§ Texto:
A reforma processual, no ponto, veio em boa medida, pois não se admite que o magistrado, na ausência casual do Ministério Público, arvore-se na função deste, dispondo a Lei, expressamente, que é função das partes produzir a prova oral através das perguntas cruzadas aos depoentes. Bem lembra o colega Aramis Nassif, jamais se ouviu falar de juiz que, na ausência do defensor, se autonomeasse patrono do acusado, para suprir a falta; jamais se ouviu falar do juiz que, no atraso do acusador, oferecesse denúncia acusatória em seu lugar; jamais se ouviu falar do juiz que oferecesse alegações finais em favor de qualquer das partes, para suprir o descaso momentâneo dos patronos; e o mesmo deveria ocorrer com a prova: porque seria dado ao juiz buscar a produção das provas ao gosto do acusador ou da defesa?
Assim, com a devida vênia, tenho que a nulidade restou caracterizada – entendimento agora revigorado pela abalizada jurisprudência do STJ.
Entretanto, desde o precedente pioneiro desta Câmara, melhor meditando sobre o tema, conclui ser necessário estabelecer algumas distinções.
Estando as partes presentes na audiência, mas sendo elas preteridas na prerrogativa de primeiro perguntar, como ocorreu no precedente do STJ, parece prudente tratar o caso como nulidade do processo, já que acusação e defesa tinham interesse em produzir a prova de acordo com a ritualística legal (CPP, art. 212), só não o fazendo porque ceifadas pela autoridade judiciária. Nesse caso, as partes deverão recorrer, invocando o prejuízo sofrido, e a única solução plausível será a repetição do ato viciado, mediante a observância da ritualística legal.

§ Trechos dos dados:
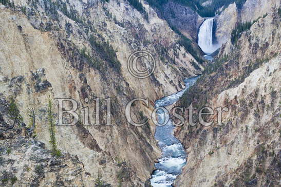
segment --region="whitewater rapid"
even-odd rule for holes
[[[155,107],[165,107],[174,104],[198,78],[186,79],[184,89],[156,101]],[[160,124],[164,122],[165,116],[167,116],[168,114],[160,109],[157,115]],[[162,155],[158,162],[155,163],[156,170],[152,175],[151,183],[153,187],[172,187],[174,181],[181,173],[182,167],[186,163],[184,148],[173,135],[174,127],[171,119],[164,126],[156,127],[155,138],[159,141],[158,145],[162,151]]]

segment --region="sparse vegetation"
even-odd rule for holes
[[[57,141],[55,140],[55,128],[53,122],[53,113],[52,101],[49,98],[48,103],[48,120],[49,123],[49,132],[50,133],[50,143],[51,146],[52,155],[61,156],[62,154],[57,146]]]
[[[44,173],[44,167],[43,165],[39,164],[36,165],[35,167],[35,173],[38,175],[41,175]]]
[[[213,155],[214,154],[214,152],[212,151],[210,151],[208,153],[208,154],[210,155],[210,156],[211,156],[212,155]]]
[[[103,59],[109,63],[111,67],[117,72],[120,72],[121,63],[117,59],[116,51],[109,44],[108,41],[99,42],[98,40],[92,35],[90,37],[89,42],[91,46],[97,49],[97,52]]]
[[[145,11],[145,9],[142,6],[142,4],[140,2],[140,0],[128,0],[128,2],[130,4],[139,12],[142,13],[144,15],[144,17],[147,20],[148,15]]]
[[[6,150],[6,153],[7,154],[9,154],[12,152],[12,150],[10,148],[7,148]]]
[[[231,32],[231,43],[232,44],[236,45],[242,33],[249,30],[252,24],[253,23],[251,22],[238,23]]]
[[[13,120],[13,125],[10,129],[13,128],[16,124],[19,124],[23,120],[23,118],[20,113],[18,107],[15,103],[14,98],[10,100],[8,114],[10,116],[11,119]]]
[[[16,176],[13,176],[11,178],[11,183],[12,184],[12,185],[13,185],[15,183],[15,181],[16,181],[17,180],[17,178]]]

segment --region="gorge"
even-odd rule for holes
[[[280,6],[0,0],[0,186],[279,186]],[[144,79],[128,67],[140,51],[156,65]],[[136,68],[150,67],[141,59]],[[56,98],[76,101],[75,125],[55,125]],[[141,126],[125,115],[135,98],[147,101],[132,106]],[[158,107],[191,103],[227,107],[222,125],[152,122]],[[159,110],[158,122],[167,115]],[[97,115],[114,125],[83,125]]]

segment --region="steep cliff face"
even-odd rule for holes
[[[190,8],[168,1],[163,7],[163,16],[186,37],[196,41],[197,31],[204,19]]]
[[[279,186],[281,17],[275,3],[260,12],[267,15],[252,17],[257,21],[236,45],[223,46],[220,60],[177,104],[229,111],[222,126],[177,128],[188,156],[175,186]],[[216,123],[217,114],[204,119]]]
[[[230,4],[216,16],[216,37],[220,45],[226,43],[231,38],[232,30],[239,22],[253,22],[280,6],[280,1],[274,0],[247,0],[240,8],[236,4]]]
[[[111,97],[113,126],[85,127],[80,122],[57,127],[58,146],[64,157],[68,158],[66,153],[77,155],[83,163],[83,170],[79,169],[81,177],[73,179],[83,180],[78,186],[92,185],[99,173],[112,186],[144,185],[160,154],[153,137],[154,126],[130,125],[124,117],[125,107],[135,98],[154,101],[182,89],[184,77],[200,72],[193,66],[196,61],[178,44],[178,35],[147,5],[143,5],[146,16],[122,1],[14,3],[0,5],[0,97],[6,103],[15,98],[23,117],[18,127],[29,123],[27,107],[36,103],[36,138],[50,148],[49,97],[76,100],[80,114],[82,108],[89,107],[92,124],[96,114],[95,99],[101,98],[101,121],[105,123],[105,99]],[[126,68],[128,57],[139,49],[149,51],[157,63],[153,74],[141,80],[133,77]],[[71,105],[67,102],[65,108]],[[141,111],[146,115],[153,107],[151,104],[146,109],[138,103],[132,111],[133,118],[143,120]],[[7,109],[1,112],[4,133],[13,122]],[[15,138],[11,143],[17,143]],[[29,141],[27,137],[18,138]],[[7,138],[2,139],[3,146],[7,147]],[[30,148],[32,146],[22,152]],[[17,158],[16,161],[25,162],[23,157]],[[68,160],[63,162],[70,162]],[[72,170],[81,167],[77,164]],[[5,167],[11,176],[20,178],[16,170]],[[55,177],[53,173],[46,175]],[[51,185],[57,181],[50,179],[46,182]],[[15,181],[14,185],[21,184],[20,180]]]
[[[238,22],[238,13],[235,3],[230,5],[219,15],[216,21],[216,37],[220,45],[230,39],[231,31]]]

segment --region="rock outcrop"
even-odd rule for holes
[[[93,124],[95,99],[100,98],[101,123],[105,124],[105,99],[110,97],[113,126],[83,126],[83,120],[74,126],[57,126],[58,148],[63,153],[77,155],[84,164],[84,170],[81,172],[85,171],[94,180],[101,173],[102,179],[112,186],[143,186],[160,150],[154,138],[155,127],[129,125],[124,116],[126,105],[135,98],[149,98],[148,109],[137,103],[132,110],[133,119],[143,120],[140,114],[146,115],[153,109],[152,101],[182,89],[184,77],[201,72],[200,68],[194,67],[196,60],[179,44],[179,36],[167,23],[146,4],[143,6],[149,13],[147,16],[123,1],[13,2],[0,5],[0,97],[6,101],[14,98],[23,117],[18,128],[24,124],[28,126],[30,119],[27,108],[34,105],[38,112],[36,138],[49,149],[49,98],[53,101],[55,98],[75,100],[77,113],[81,116],[82,108],[88,107]],[[126,66],[129,55],[140,49],[149,51],[157,63],[154,72],[144,79],[133,77]],[[71,106],[67,102],[64,108],[67,110]],[[8,120],[11,116],[5,118]],[[5,123],[12,126],[12,122]],[[12,134],[11,136],[12,144],[24,140],[24,145],[37,143],[28,138],[13,138]],[[7,146],[3,145],[4,148]],[[18,148],[14,153],[27,152],[28,154],[32,147]],[[51,159],[46,154],[43,156]],[[17,157],[16,162],[24,164],[23,158]],[[62,164],[69,162],[61,159]],[[82,182],[76,181],[84,177],[80,173],[77,176],[72,174],[72,171],[80,170],[80,164],[71,164],[76,165],[66,172],[70,175],[66,176],[65,180],[69,177],[73,180],[63,182],[68,185],[73,181],[81,186]],[[22,172],[22,168],[15,168],[9,174],[21,179],[14,181],[15,186],[21,185],[22,173],[17,172]],[[67,168],[61,171],[62,175]],[[42,179],[39,185],[58,181],[52,178],[56,173],[48,173],[48,170],[44,173],[50,178]],[[93,185],[92,180],[89,183],[85,180],[85,186]]]
[[[215,125],[216,113],[204,118],[215,124],[176,130],[188,155],[176,186],[279,185],[278,5],[260,13],[266,16],[253,18],[257,21],[236,45],[228,41],[220,59],[177,104],[187,107],[193,102],[199,108],[226,106],[229,110],[222,113],[223,126]]]

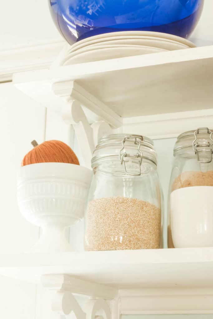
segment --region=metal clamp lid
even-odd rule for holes
[[[195,139],[193,141],[192,144],[193,150],[195,154],[197,155],[198,160],[199,163],[211,163],[212,160],[212,154],[213,154],[213,144],[207,142],[203,143],[196,143],[198,139],[197,136],[201,133],[206,133],[209,134],[209,138],[213,142],[213,139],[211,137],[212,134],[212,131],[208,127],[199,128],[194,132]],[[204,152],[208,152],[209,156],[207,157],[204,156],[203,154]],[[206,153],[205,154],[206,155]]]
[[[122,153],[122,151],[125,148],[124,144],[127,141],[132,141],[134,142],[134,144],[138,145],[137,153],[133,155],[127,154],[126,152]],[[141,135],[133,135],[126,137],[121,142],[122,148],[120,151],[119,154],[121,164],[122,165],[123,164],[126,172],[127,174],[132,176],[140,176],[141,174],[141,167],[142,163],[143,154],[140,150],[140,147],[141,145],[141,142],[143,142],[144,141],[143,137]],[[130,160],[131,160],[132,163],[138,164],[139,170],[138,173],[136,172],[135,173],[133,173],[127,171],[126,163],[129,162]]]

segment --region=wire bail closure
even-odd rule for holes
[[[213,154],[213,144],[209,142],[205,142],[203,143],[196,143],[198,138],[197,135],[201,133],[206,133],[209,134],[209,139],[213,142],[213,139],[211,136],[212,132],[210,131],[208,127],[201,127],[198,129],[196,131],[194,132],[195,139],[193,141],[193,149],[195,154],[197,156],[197,159],[199,163],[211,163],[212,160],[212,154]],[[203,154],[204,152],[208,152],[209,156],[207,157],[206,159],[202,157],[201,158],[201,155]]]
[[[132,141],[134,142],[134,144],[135,145],[138,145],[138,152],[136,154],[131,155],[127,154],[126,152],[122,152],[122,151],[125,148],[124,145],[127,141]],[[121,164],[122,165],[123,164],[125,171],[127,174],[132,176],[140,176],[141,174],[141,167],[142,163],[143,154],[140,150],[140,147],[141,145],[141,142],[144,141],[143,137],[141,135],[130,135],[130,136],[126,137],[121,142],[122,148],[120,151],[119,154]],[[138,164],[139,170],[138,173],[133,174],[127,171],[126,169],[126,163],[129,162],[130,160],[131,160],[132,163]]]

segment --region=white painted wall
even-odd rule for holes
[[[213,319],[213,315],[135,315],[122,316],[122,319]]]
[[[213,1],[205,0],[199,24],[190,38],[197,45],[213,44]],[[0,11],[0,51],[64,41],[52,20],[48,0],[4,1]]]
[[[16,202],[16,175],[31,141],[44,140],[45,109],[16,89],[0,84],[0,253],[24,252],[38,238],[38,227],[20,215]],[[35,285],[0,277],[0,317],[35,318]]]

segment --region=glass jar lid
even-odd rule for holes
[[[153,141],[141,135],[131,134],[113,134],[104,136],[99,141],[93,152],[92,166],[95,167],[101,160],[117,159],[124,165],[126,172],[139,176],[143,161],[150,161],[157,165],[157,156]],[[127,171],[127,163],[138,167],[136,172]]]
[[[185,151],[193,152],[200,163],[210,163],[213,153],[213,130],[201,127],[181,134],[175,143],[174,155]]]

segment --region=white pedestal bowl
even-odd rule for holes
[[[31,252],[72,250],[65,229],[84,216],[92,174],[85,167],[65,163],[40,163],[20,168],[17,176],[20,211],[42,230]]]

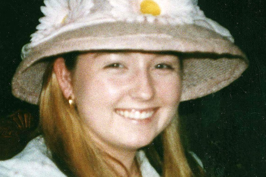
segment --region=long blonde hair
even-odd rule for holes
[[[119,176],[89,137],[85,136],[78,113],[63,96],[52,68],[51,65],[44,78],[39,100],[40,123],[46,143],[58,166],[69,176]],[[143,148],[151,163],[164,177],[193,176],[178,126],[176,117],[160,135],[161,138]],[[163,150],[162,159],[158,150],[160,146]]]

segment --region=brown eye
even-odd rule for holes
[[[118,63],[112,63],[108,65],[105,67],[106,68],[124,68],[124,66]]]
[[[156,69],[173,69],[173,67],[165,63],[160,63],[156,65],[155,66],[155,68]]]

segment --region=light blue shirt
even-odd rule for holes
[[[136,154],[143,177],[160,177],[144,152]],[[30,142],[20,153],[9,160],[0,161],[1,177],[66,177],[53,161],[44,138],[38,136]]]

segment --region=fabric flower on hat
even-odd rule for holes
[[[173,24],[191,23],[197,0],[110,0],[112,14],[118,20]],[[177,17],[179,17],[176,20]]]
[[[44,0],[45,6],[41,7],[44,15],[39,19],[37,31],[31,35],[33,43],[66,24],[85,17],[94,6],[91,0]]]

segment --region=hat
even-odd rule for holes
[[[206,18],[197,0],[44,0],[12,93],[38,104],[47,57],[76,51],[173,51],[185,55],[181,101],[218,91],[247,66],[228,30]]]

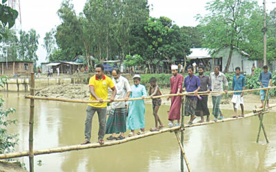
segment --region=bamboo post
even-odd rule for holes
[[[184,100],[185,100],[185,97],[182,97],[182,101],[181,101],[181,128],[184,128]],[[175,133],[176,135],[177,135],[177,133]],[[178,136],[178,135],[177,135]],[[180,169],[181,171],[183,172],[184,171],[184,164],[183,162],[183,158],[184,158],[184,153],[182,152],[181,153],[181,147],[184,147],[184,131],[181,132],[181,146],[180,146]],[[188,163],[188,162],[187,162]]]
[[[263,107],[263,110],[262,110],[263,111],[264,111],[265,109],[266,109],[266,103],[267,103],[267,100],[268,100],[268,97],[269,90],[270,89],[271,83],[272,83],[272,80],[270,79],[269,80],[268,87],[268,88],[266,89],[266,98],[264,98],[264,107]],[[262,128],[263,129],[263,131],[264,131],[264,137],[266,138],[266,142],[269,143],[268,138],[267,137],[266,132],[266,130],[264,129],[264,124],[263,124],[264,114],[262,114],[261,116],[259,115],[258,116],[259,116],[259,127],[258,134],[257,136],[256,142],[259,142],[259,133],[261,132],[261,128]]]
[[[183,133],[183,132],[181,132],[181,133]],[[182,143],[180,141],[179,136],[178,136],[178,133],[177,133],[177,131],[175,131],[175,136],[177,136],[178,144],[179,144],[179,147],[180,147],[180,150],[181,151],[181,155],[184,158],[184,160],[185,160],[185,162],[186,162],[186,164],[187,165],[188,171],[190,172],[190,165],[189,165],[189,163],[188,162],[188,158],[186,156],[184,149],[182,147]],[[182,162],[183,162],[183,160],[182,160]],[[184,171],[184,169],[181,169],[181,171]]]
[[[30,76],[30,95],[34,95],[34,74],[32,72]],[[29,120],[29,164],[30,171],[34,171],[34,100],[30,99],[30,120]]]

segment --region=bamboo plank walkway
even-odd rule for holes
[[[270,110],[274,107],[276,107],[276,104],[270,105],[270,107],[266,109],[266,111],[264,111],[264,113],[262,112],[262,109],[255,109],[255,110],[254,110],[253,112],[245,114],[244,117],[228,118],[224,118],[221,120],[218,120],[217,122],[210,121],[208,122],[202,122],[202,123],[195,123],[195,124],[193,124],[193,125],[185,125],[184,129],[193,127],[197,127],[197,126],[218,124],[218,123],[233,121],[233,120],[241,120],[241,119],[246,118],[248,117],[259,115],[262,113],[264,113],[264,114],[268,113],[269,110]],[[65,146],[65,147],[57,147],[57,148],[34,150],[33,154],[34,154],[34,155],[43,155],[43,154],[50,154],[50,153],[54,153],[70,151],[73,151],[73,150],[77,151],[77,150],[81,150],[81,149],[86,149],[110,147],[110,146],[113,146],[113,145],[116,145],[116,144],[128,142],[130,141],[133,141],[133,140],[135,140],[137,139],[144,138],[148,137],[148,136],[160,134],[160,133],[165,133],[165,132],[172,132],[175,131],[180,130],[180,129],[181,129],[181,127],[174,127],[172,128],[165,128],[163,129],[160,129],[159,131],[148,131],[142,135],[137,135],[137,136],[135,136],[132,137],[126,138],[126,139],[121,140],[106,142],[103,144],[101,144],[101,145],[99,144],[99,143],[91,143],[91,144],[84,144],[84,145],[76,144],[76,145]],[[28,156],[28,155],[29,155],[28,151],[9,153],[6,153],[6,154],[0,154],[0,160],[12,158]]]

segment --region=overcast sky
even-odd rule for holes
[[[276,8],[275,3],[268,0],[267,8],[272,10]],[[77,14],[83,10],[86,0],[72,0],[74,8]],[[197,14],[204,15],[207,13],[205,6],[210,0],[148,0],[153,10],[150,11],[151,17],[159,17],[165,16],[172,19],[179,26],[195,26],[198,24],[195,19]],[[258,0],[262,6],[262,0]],[[276,1],[275,0],[274,1]],[[37,50],[39,64],[46,61],[46,52],[41,47],[45,33],[58,25],[61,21],[57,14],[62,0],[26,0],[21,1],[21,13],[22,29],[28,31],[34,28],[40,35],[39,47]]]

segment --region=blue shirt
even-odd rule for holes
[[[241,91],[242,87],[246,86],[246,77],[242,74],[239,74],[239,78],[237,78],[237,75],[233,77],[233,80],[232,83],[232,87],[234,91]],[[241,93],[234,93],[235,95],[240,95]]]
[[[263,71],[259,74],[259,81],[263,83],[264,87],[268,87],[269,80],[270,79],[272,79],[272,74],[270,72],[265,74]]]
[[[184,87],[187,92],[193,92],[200,86],[200,80],[198,76],[193,75],[192,76],[188,76],[185,78]]]

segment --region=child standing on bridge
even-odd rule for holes
[[[152,77],[150,79],[150,87],[148,90],[148,95],[152,98],[153,96],[160,96],[161,92],[159,89],[159,87],[156,85],[156,78],[155,77]],[[161,106],[162,103],[161,98],[154,98],[152,100],[152,110],[153,110],[153,115],[155,116],[155,127],[151,128],[150,131],[159,131],[160,128],[164,127],[162,122],[160,120],[159,117],[158,116],[158,110]],[[159,126],[158,127],[158,122],[159,122]]]
[[[140,84],[141,76],[135,74],[133,77],[134,85],[131,86],[130,98],[145,98],[147,96],[145,86]],[[133,136],[135,129],[139,129],[137,134],[141,134],[145,131],[145,102],[144,100],[130,101],[128,108],[128,118],[126,127],[131,130],[128,136]]]

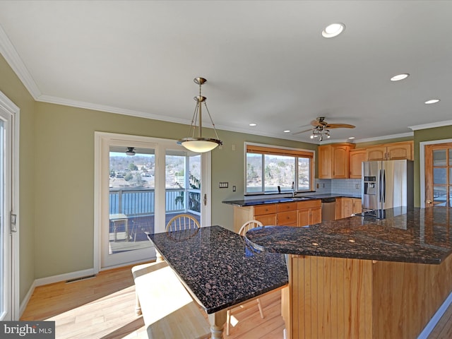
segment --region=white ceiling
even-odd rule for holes
[[[326,117],[356,125],[333,141],[365,141],[452,124],[451,18],[449,1],[4,0],[0,52],[39,101],[190,124],[202,76],[218,129],[311,142],[292,133]]]

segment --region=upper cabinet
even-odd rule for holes
[[[351,143],[332,143],[319,146],[319,178],[347,179]]]
[[[414,142],[386,143],[367,147],[367,160],[413,160]]]
[[[355,148],[350,152],[350,169],[349,178],[361,178],[362,162],[367,161],[367,151],[366,148]]]

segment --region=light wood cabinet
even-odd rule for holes
[[[352,198],[352,213],[353,214],[357,214],[362,212],[362,204],[361,198]]]
[[[297,203],[278,204],[277,225],[297,226]]]
[[[355,148],[355,150],[350,150],[349,157],[349,178],[361,178],[362,172],[362,164],[363,161],[367,161],[367,151],[366,148]]]
[[[319,178],[347,179],[349,152],[352,143],[332,143],[319,146]]]
[[[321,201],[307,200],[254,206],[234,206],[234,231],[248,220],[264,225],[305,226],[321,222]]]
[[[367,148],[367,160],[412,160],[414,142],[386,143]]]
[[[439,265],[287,258],[281,306],[291,338],[420,338],[452,289],[452,256]]]
[[[362,211],[359,198],[336,198],[336,219],[343,219]]]
[[[298,226],[318,224],[322,222],[321,201],[300,201],[297,205]]]
[[[254,210],[253,218],[249,220],[258,220],[263,225],[276,225],[278,204],[271,203],[270,205],[258,205],[257,206],[254,206],[253,209]]]

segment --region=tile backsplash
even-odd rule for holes
[[[319,186],[319,188],[317,188]],[[317,179],[316,194],[361,194],[360,179]]]

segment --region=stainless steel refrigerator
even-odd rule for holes
[[[414,162],[412,160],[362,162],[363,212],[414,204]]]

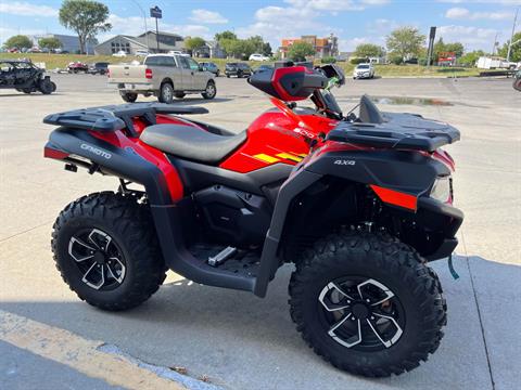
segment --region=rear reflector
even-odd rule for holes
[[[56,150],[53,150],[52,147],[45,147],[43,157],[54,158],[54,159],[64,159],[68,157],[68,153],[56,151]]]
[[[378,197],[386,204],[404,207],[409,210],[417,209],[417,197],[415,195],[402,193],[394,190],[384,188],[374,184],[371,184],[370,187],[374,191]]]

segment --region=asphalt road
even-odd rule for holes
[[[102,76],[52,78],[58,91],[49,96],[0,91],[0,389],[112,388],[111,373],[99,361],[107,359],[105,350],[94,348],[92,363],[80,364],[91,344],[112,346],[116,358],[130,356],[127,380],[120,382],[129,388],[140,387],[132,382],[132,364],[141,369],[145,363],[162,378],[171,374],[164,367],[186,368],[186,376],[174,379],[189,388],[519,387],[521,94],[511,80],[350,79],[335,90],[345,110],[368,93],[384,110],[422,114],[450,122],[462,133],[460,142],[447,147],[457,164],[456,205],[466,213],[455,259],[460,278],[452,278],[445,262],[433,264],[448,302],[445,338],[418,369],[370,380],[334,369],[300,338],[287,304],[291,266],[278,273],[264,300],[170,273],[150,301],[129,312],[105,313],[80,302],[53,266],[51,226],[67,203],[116,188],[116,182],[85,171],[64,172],[55,161],[43,159],[52,128],[41,119],[49,113],[122,101]],[[246,128],[269,107],[244,79],[219,78],[217,88],[212,102],[194,95],[175,104],[205,105],[209,114],[201,120],[233,131]],[[65,341],[59,350],[50,348],[49,335],[60,332],[67,332],[65,339],[84,349],[67,351]]]

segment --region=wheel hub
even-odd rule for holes
[[[382,283],[347,276],[328,283],[318,297],[320,320],[327,334],[340,344],[358,351],[379,351],[394,346],[405,327],[398,297]]]
[[[126,274],[123,251],[99,229],[82,230],[68,242],[68,255],[76,263],[81,282],[93,289],[117,288]]]
[[[369,309],[365,303],[355,303],[351,308],[351,312],[357,320],[366,320],[369,316]]]

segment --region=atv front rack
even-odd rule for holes
[[[127,129],[130,135],[137,136],[132,118],[139,117],[151,126],[156,125],[156,114],[190,115],[207,113],[208,110],[204,107],[175,106],[164,103],[132,103],[51,114],[43,118],[43,123],[99,132]]]
[[[434,152],[459,141],[456,128],[415,114],[381,113],[381,122],[340,122],[327,140],[394,150]]]

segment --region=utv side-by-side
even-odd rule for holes
[[[46,70],[29,61],[0,60],[0,89],[50,94],[56,90],[56,84],[46,76]]]
[[[205,108],[158,103],[46,117],[59,126],[46,157],[119,179],[58,217],[65,283],[117,311],[150,298],[168,269],[264,297],[293,263],[291,316],[316,353],[364,376],[417,367],[446,324],[428,262],[450,256],[463,219],[441,148],[459,132],[368,96],[344,115],[331,93],[344,80],[334,65],[251,76],[276,107],[239,134],[186,116]],[[313,108],[296,105],[308,98]]]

§ O que fazer:
1. No texto sobre a reforma processual, reescreva o trecho que vai de "Assim, com a" até "da ritualística legal.", inclusive, trocando "audiência" por "sessão".
2. De acordo com o texto sobre a reforma processual, por que parece prudente tratar como nulidade do processo o caso em que as partes estão presentes na audiência, mas são preteridas na prerrogativa de primeiro perguntar? Responda em uma a três frases.
3. Traduza para o inglês esta frase do texto sobre a reforma processual: "Assim, com a devida vênia, tenho que a nulidade restou caracterizada – entendimento agora revigorado pela abalizada jurisprudência do STJ."

§ Respostas:
1.
Assim, com a devida vênia, tenho que a nulidade restou caracterizada – entendimento agora revigorado pela abalizada jurisprudência do STJ.
Entretanto, desde o precedente pioneiro desta Câmara, melhor meditando sobre o tema, conclui ser necessário estabelecer algumas distinções.
Estando as partes presentes na sessão, mas sendo elas preteridas na prerrogativa de primeiro perguntar, como ocorreu no precedente do STJ, parece prudente tratar o caso como nulidade do processo, já que acusação e defesa tinham interesse em produzir a prova de acordo com a ritualística legal (CPP, art. 212), só não o fazendo porque ceifadas pela autoridade judiciária. Nesse caso, as partes deverão recorrer, invocando o prejuízo sofrido, e a única solução plausível será a repetição do ato viciado, mediante a observância da ritualística legal.

2. Porque acusação e defesa tinham interesse em produzir a prova de acordo com a ritualística legal (CPP, art. 212). Só não o fizeram porque foram ceifadas pela autoridade judiciária.

3. Thus, with all due respect, I hold that the nullity was established – an understanding now reinforced by the authoritative case law of the STJ.